Lines before the one containing "Target = folding camping chair" are excluded; retype that line and all remaining lines of the material exactly.

[Records from a collection]

========

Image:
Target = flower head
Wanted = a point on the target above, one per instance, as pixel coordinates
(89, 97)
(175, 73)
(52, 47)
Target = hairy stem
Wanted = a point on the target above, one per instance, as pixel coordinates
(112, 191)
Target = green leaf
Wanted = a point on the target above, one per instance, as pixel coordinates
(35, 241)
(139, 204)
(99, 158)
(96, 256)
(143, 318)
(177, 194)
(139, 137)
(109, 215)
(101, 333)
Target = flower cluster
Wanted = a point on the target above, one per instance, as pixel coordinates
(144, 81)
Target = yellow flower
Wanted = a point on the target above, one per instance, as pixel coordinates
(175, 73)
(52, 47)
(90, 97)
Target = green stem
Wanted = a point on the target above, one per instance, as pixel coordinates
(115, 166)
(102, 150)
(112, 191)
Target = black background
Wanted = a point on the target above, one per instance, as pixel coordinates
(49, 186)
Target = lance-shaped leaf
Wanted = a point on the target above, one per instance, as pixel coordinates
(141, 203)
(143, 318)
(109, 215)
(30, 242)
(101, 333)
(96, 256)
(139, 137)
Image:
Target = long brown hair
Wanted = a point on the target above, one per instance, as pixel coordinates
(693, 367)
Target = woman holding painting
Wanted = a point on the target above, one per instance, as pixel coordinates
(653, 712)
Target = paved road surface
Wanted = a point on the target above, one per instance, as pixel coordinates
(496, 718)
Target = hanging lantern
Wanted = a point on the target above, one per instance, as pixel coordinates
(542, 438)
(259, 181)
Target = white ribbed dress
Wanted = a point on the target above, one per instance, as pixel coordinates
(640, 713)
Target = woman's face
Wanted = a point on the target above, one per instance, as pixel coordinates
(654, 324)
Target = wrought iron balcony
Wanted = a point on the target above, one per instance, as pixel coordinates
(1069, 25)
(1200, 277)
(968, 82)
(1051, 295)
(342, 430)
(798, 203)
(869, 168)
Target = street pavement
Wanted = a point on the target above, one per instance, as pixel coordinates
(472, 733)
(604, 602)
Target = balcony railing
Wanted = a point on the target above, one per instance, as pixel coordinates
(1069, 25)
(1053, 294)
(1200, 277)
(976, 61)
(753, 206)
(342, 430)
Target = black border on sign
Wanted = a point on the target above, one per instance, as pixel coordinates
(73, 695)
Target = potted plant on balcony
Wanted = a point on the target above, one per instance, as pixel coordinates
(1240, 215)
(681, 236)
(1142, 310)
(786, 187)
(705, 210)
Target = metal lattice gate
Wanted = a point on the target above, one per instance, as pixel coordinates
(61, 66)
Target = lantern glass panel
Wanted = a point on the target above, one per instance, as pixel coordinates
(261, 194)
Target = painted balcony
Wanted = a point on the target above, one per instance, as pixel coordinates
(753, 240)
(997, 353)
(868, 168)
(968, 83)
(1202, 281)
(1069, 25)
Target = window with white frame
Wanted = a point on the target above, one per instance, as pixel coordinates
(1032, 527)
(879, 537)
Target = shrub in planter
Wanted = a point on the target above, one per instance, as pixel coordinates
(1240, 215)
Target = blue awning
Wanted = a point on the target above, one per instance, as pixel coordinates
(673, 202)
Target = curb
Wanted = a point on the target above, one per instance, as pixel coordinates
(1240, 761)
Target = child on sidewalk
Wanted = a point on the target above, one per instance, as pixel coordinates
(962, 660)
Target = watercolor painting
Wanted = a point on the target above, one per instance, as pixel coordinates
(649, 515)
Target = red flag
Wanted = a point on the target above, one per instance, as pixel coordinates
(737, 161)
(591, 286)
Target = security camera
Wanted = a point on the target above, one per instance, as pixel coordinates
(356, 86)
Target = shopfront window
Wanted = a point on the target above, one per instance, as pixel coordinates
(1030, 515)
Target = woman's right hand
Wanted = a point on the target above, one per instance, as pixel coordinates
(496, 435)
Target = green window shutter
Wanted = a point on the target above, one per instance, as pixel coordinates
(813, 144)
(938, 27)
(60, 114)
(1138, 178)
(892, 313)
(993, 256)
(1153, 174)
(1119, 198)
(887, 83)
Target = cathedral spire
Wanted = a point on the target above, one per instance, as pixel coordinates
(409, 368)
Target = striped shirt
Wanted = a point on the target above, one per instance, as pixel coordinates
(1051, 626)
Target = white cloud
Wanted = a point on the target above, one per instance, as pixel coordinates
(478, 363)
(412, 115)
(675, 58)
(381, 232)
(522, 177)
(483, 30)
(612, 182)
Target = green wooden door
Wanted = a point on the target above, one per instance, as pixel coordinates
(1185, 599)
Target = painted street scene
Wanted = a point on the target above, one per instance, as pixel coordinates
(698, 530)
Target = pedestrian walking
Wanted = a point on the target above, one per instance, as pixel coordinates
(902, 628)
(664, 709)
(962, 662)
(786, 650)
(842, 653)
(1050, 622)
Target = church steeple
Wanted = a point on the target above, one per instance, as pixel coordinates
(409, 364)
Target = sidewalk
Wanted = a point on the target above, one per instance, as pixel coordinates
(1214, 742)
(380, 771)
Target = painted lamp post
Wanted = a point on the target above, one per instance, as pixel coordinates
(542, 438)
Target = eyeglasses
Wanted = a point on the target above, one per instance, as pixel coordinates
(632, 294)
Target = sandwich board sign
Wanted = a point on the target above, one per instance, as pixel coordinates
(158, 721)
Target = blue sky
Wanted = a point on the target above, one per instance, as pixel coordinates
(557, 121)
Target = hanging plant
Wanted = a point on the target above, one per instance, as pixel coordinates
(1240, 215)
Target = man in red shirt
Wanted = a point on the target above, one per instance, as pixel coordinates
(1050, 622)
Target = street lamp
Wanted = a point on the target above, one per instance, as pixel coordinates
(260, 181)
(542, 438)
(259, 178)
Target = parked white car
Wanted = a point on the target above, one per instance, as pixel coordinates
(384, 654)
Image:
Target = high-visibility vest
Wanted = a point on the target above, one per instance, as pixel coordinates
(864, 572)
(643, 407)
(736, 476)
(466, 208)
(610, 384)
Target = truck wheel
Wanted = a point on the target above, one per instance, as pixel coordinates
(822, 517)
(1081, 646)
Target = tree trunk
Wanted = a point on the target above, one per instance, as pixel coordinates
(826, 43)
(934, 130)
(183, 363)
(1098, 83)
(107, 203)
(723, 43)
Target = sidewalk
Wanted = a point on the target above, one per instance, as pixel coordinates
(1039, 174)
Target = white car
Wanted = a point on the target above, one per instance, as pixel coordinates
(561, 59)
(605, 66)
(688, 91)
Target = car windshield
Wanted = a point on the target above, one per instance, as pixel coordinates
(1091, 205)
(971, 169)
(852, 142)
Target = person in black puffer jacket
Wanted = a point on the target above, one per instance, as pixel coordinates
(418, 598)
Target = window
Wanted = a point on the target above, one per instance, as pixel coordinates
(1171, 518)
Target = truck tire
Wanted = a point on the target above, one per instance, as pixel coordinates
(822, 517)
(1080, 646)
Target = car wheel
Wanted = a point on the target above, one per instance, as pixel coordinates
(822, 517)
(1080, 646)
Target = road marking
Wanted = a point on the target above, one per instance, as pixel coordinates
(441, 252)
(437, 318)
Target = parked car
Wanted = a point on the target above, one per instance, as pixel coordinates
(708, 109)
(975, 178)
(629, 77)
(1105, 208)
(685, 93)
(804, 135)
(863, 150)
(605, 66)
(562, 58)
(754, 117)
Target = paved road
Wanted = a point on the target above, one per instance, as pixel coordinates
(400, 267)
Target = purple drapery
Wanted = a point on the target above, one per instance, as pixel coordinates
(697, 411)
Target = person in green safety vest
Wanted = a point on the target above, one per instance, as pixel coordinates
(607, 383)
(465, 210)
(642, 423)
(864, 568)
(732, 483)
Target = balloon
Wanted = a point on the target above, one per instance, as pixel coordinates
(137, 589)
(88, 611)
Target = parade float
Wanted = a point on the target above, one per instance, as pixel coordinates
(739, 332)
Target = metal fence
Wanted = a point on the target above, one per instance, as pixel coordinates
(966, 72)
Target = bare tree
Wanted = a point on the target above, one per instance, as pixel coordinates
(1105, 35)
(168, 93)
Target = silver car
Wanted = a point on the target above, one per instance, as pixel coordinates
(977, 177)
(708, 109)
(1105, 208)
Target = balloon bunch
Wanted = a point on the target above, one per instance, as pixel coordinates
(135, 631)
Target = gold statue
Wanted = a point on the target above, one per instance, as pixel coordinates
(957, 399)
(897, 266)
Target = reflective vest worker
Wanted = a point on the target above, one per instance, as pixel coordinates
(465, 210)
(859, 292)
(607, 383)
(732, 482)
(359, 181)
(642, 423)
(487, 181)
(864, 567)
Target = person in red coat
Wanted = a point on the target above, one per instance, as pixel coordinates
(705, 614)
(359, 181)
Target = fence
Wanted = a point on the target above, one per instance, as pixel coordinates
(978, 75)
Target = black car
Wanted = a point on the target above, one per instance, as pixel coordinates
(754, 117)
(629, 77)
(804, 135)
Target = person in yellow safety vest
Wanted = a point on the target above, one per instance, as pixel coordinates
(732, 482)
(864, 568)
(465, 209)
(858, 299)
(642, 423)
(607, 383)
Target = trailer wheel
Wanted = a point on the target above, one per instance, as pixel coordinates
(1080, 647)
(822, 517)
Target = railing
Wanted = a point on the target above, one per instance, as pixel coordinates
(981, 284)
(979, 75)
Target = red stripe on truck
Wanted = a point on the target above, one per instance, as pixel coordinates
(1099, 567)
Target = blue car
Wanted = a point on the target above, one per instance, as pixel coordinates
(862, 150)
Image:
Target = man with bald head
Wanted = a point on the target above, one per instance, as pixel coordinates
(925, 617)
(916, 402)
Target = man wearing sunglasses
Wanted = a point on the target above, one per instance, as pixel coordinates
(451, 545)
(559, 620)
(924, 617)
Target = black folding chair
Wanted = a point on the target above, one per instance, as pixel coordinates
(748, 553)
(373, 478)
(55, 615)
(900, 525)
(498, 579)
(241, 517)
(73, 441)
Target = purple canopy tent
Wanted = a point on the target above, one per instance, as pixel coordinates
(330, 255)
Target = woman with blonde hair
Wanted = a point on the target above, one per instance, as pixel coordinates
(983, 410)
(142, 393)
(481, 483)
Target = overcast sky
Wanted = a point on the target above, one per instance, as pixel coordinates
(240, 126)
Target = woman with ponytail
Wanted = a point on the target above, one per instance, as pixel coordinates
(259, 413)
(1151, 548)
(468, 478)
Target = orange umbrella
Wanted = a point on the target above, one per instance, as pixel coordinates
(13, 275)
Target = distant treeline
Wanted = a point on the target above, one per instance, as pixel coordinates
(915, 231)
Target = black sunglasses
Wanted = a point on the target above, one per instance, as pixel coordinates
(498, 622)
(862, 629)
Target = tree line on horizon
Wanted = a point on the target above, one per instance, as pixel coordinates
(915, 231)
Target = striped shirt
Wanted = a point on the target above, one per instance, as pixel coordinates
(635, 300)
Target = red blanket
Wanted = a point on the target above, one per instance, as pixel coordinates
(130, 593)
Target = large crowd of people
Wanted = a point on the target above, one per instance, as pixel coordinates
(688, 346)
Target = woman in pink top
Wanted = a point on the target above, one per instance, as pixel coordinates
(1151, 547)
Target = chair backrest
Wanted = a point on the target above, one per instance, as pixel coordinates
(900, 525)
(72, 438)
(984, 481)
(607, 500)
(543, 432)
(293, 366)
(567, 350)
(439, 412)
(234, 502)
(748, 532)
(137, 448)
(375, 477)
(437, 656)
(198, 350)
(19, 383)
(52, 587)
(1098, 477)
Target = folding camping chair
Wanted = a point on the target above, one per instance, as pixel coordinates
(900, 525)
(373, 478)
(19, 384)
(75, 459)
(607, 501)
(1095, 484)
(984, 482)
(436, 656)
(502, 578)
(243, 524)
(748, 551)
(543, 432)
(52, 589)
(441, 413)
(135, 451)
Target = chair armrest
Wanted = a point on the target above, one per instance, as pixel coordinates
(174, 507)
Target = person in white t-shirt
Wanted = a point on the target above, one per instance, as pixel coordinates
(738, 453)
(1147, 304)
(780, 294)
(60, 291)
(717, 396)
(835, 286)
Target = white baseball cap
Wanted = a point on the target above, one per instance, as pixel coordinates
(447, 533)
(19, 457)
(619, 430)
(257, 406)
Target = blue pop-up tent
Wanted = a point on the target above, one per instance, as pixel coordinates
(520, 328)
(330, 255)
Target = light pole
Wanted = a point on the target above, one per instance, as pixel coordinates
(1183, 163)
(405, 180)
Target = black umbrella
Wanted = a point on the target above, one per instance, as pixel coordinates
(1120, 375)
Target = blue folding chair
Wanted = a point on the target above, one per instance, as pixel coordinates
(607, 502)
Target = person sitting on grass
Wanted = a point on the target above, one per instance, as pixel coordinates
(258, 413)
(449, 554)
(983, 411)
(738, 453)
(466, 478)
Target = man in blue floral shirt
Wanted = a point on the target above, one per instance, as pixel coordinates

========

ANSWER TO THIS PROBLEM -
Target = folding camping chair
Wanted = a point on the target above, one per instance, as pixel coordinates
(900, 525)
(373, 478)
(19, 384)
(75, 459)
(607, 501)
(1095, 484)
(984, 482)
(436, 656)
(502, 578)
(243, 524)
(748, 551)
(543, 432)
(52, 589)
(441, 413)
(135, 451)
Target = chair armrest
Wanted = a point on the target above, one per instance, as pixel coordinates
(174, 507)
Target = person in white t-shirt
Wanted = a point on the target above, one per instance, as pixel coordinates
(738, 453)
(1147, 304)
(780, 294)
(60, 291)
(717, 396)
(835, 286)
Target = white baseball cap
Wanted = a point on the target above, one per instance, as pixel coordinates
(447, 533)
(19, 457)
(619, 430)
(257, 406)
Target = blue pop-up tent
Wanted = a point on the target above, one per instance, as pixel coordinates
(520, 328)
(330, 255)
Target = light pole
Wanted = a point on the target above, one per instance, as pixel coordinates
(1183, 163)
(405, 180)
Target = black umbrella
Wanted = a point on the target above, one per instance, as pixel coordinates
(1120, 375)
Target = blue folding chair
Wanted = a point on the target above, one per instance, as pixel coordinates
(607, 502)
Target = person sitting on grass
Wanted = a point on the target above, one per instance, as pixel coordinates
(258, 413)
(449, 554)
(983, 411)
(738, 453)
(466, 478)
Target = man in blue floral shirt
Wanted = a point on the target above, one per instance, as pixel coordinates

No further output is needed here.